Gekozen fragment:

▼▼▼

Deze leden stellen voorop dat het goed is dat de Minister in crisistijd snel deze
regeling heeft opgezet en dat het in principe goed nieuws is dat uiteindelijk minder
ondernemers geholpen hoefden te worden. Wel hebben deze leden nog enkele vragen en
zorgen.
De leden van de CDA-fractie vragen of de Minister nader kan toelichten wat de oorzaken
zijn van het veel lagere aantal aanvragen dat is ingediend. Deze leden vragen of dit
alleen komt doordat de energieprijzen mee zijn gevallen, of dat er ook andere redenen
zijn zoals onbekendheid met de regeling of de gestelde parameters om in aanmerking
voor subsidie te komen.
De leden van de CDA-fractie maken zich zorgen over het grote aantal terugvorderingen.
Van de circa 160 miljoen aan voorschotten moet circa 100 miljoen worden teruggevorderd.
Deze leden maken zich zorgen over het risico dat hierdoor een groep ondernemers door
het ijs zakt die het al moeilijk had. Deze leden vragen of er signalen zijn dat bedrijven
deze terugvordering niet kunnen dragen en zo ja, hoeveel. Deze leden vragen of de
RVO verwacht dat alle terugvorderingen geïnd kunnen worden of dat er rekening wordt
gehouden met een percentage dat oninbaar is. Zo ja, dan vragen deze leden om hoeveel
ondernemers het gaat en het bedrag aan terugvorderingen dat naar verwachting oninbaar
is.

▲▲▲

Aangeleverde gegevens:
▼▼▼

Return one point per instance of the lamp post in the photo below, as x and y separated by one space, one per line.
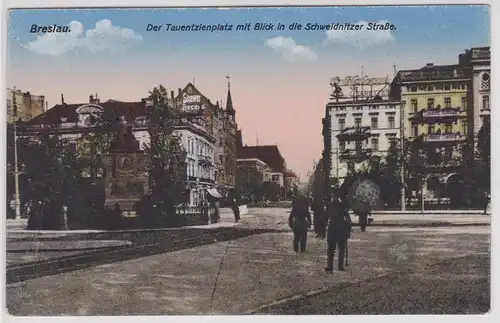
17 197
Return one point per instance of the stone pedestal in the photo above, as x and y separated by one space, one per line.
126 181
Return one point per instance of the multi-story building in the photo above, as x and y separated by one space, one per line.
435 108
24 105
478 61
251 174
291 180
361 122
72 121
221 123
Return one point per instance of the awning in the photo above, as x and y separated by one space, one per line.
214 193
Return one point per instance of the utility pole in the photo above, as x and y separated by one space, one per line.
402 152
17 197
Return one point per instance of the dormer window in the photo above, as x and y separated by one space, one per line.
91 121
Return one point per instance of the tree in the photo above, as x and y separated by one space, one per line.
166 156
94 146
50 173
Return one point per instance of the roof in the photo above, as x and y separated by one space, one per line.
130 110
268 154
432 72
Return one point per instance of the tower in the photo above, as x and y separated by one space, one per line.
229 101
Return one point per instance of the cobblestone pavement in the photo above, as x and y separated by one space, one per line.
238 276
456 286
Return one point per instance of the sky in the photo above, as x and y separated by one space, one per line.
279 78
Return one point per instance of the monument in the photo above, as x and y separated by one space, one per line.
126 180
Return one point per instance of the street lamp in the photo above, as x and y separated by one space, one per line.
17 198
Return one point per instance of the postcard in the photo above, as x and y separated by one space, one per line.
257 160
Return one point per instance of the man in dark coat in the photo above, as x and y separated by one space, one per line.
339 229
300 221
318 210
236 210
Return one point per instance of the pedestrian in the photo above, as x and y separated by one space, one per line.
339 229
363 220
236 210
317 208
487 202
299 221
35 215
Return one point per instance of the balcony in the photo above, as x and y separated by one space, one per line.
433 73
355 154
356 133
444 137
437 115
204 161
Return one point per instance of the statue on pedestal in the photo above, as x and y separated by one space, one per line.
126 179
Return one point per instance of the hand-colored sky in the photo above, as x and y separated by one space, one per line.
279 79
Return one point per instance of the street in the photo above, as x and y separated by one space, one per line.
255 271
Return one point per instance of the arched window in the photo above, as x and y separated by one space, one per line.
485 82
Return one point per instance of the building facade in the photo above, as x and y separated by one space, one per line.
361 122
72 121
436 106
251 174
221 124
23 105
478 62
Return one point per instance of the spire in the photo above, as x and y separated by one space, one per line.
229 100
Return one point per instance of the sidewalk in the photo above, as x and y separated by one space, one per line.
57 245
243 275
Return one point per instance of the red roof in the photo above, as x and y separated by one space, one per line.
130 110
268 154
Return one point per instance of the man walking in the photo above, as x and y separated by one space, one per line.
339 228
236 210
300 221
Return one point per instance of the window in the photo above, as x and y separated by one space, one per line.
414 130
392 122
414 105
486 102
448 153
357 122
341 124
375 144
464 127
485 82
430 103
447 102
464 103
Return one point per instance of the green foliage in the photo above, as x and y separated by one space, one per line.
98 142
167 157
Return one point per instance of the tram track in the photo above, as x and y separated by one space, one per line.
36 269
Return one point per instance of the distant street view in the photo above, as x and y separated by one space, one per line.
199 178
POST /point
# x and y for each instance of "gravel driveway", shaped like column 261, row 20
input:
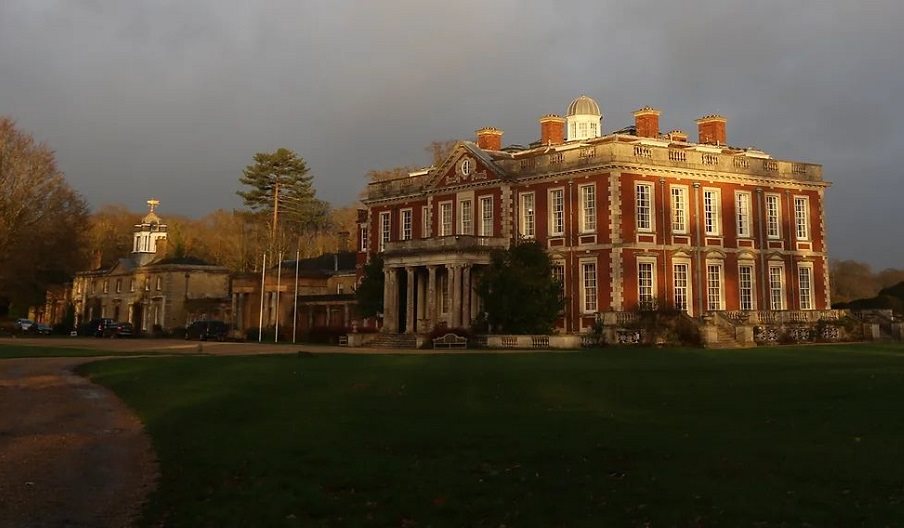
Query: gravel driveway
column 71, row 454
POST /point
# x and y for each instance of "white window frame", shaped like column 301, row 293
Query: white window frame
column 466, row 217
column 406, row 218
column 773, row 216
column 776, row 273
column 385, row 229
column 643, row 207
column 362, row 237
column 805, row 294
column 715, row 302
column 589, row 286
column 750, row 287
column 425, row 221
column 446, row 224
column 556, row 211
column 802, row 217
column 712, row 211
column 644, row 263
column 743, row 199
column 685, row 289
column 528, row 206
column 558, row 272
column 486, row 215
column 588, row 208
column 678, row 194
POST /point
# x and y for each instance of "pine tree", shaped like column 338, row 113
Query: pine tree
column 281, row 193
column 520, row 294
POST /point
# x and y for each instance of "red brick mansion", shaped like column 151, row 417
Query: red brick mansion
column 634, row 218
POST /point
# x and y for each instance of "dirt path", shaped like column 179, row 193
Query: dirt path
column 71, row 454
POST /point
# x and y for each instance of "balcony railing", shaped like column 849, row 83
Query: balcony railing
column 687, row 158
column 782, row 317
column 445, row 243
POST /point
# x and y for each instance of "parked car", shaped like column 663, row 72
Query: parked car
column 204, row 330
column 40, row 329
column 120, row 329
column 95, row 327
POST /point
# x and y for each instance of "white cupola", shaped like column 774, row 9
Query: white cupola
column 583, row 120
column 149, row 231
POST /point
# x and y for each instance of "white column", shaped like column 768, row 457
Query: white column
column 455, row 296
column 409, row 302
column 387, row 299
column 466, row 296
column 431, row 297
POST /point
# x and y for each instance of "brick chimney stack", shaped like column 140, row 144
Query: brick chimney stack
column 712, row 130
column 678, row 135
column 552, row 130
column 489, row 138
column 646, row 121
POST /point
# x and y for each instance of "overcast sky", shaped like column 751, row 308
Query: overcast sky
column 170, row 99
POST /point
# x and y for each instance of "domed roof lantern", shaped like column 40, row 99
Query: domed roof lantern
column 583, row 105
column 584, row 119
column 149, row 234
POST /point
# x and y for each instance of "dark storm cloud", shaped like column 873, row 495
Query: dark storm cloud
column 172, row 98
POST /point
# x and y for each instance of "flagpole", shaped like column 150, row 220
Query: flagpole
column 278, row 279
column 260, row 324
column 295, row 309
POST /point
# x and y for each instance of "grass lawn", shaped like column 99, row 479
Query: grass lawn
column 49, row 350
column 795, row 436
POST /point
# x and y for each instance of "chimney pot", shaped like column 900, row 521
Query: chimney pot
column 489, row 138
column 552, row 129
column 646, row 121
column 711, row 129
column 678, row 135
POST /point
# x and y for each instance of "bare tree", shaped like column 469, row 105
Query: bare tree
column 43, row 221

▲▲▲
▼▼▼

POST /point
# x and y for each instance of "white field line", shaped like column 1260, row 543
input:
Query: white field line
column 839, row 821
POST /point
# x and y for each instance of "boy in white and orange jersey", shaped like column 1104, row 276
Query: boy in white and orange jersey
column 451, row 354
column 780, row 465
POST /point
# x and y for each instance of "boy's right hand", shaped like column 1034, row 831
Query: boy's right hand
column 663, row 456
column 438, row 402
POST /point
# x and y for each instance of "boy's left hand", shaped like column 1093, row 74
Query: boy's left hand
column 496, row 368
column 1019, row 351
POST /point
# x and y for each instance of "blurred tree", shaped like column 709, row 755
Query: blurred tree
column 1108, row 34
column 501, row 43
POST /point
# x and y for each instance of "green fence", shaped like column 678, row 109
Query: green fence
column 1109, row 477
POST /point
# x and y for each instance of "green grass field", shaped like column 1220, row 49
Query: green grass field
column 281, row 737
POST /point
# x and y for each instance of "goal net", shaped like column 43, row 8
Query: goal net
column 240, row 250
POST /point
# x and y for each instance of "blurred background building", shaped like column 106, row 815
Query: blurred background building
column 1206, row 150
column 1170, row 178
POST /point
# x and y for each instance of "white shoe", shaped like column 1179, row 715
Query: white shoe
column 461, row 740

▲▲▲

Deelopdrachten:
1 > Herschrijf het deel van het fragment tussen "De leden van de CDA-fractie vragen" en "miljoen worden teruggevorderd.", beide inbegrepen, en zet daarin "aanmeldingen" in plaats van "aanvragen".
2 > Leg in één tot drie zinnen uit waarom de CDA-fractie zich volgens het fragment zorgen maakt over de terugvorderingen.
De items vormen afzonderlijk materiaal dat los staat van het fragment.

Antwoorden per opdracht:
1 >
De leden van de CDA-fractie vragen of de Minister nader kan toelichten wat de oorzaken
zijn van het veel lagere aantal aanmeldingen dat is ingediend. Deze leden vragen of dit
alleen komt doordat de energieprijzen mee zijn gevallen, of dat er ook andere redenen
zijn zoals onbekendheid met de regeling of de gestelde parameters om in aanmerking
voor subsidie te komen.
De leden van de CDA-fractie maken zich zorgen over het grote aantal terugvorderingen.
Van de circa 160 miljoen aan voorschotten moet circa 100 miljoen worden teruggevorderd.

2 > Van de circa 160 miljoen aan voorschotten moet circa 100 miljoen worden teruggevorderd. De leden vrezen dat daardoor een groep ondernemers die het al moeilijk had door het ijs zakt.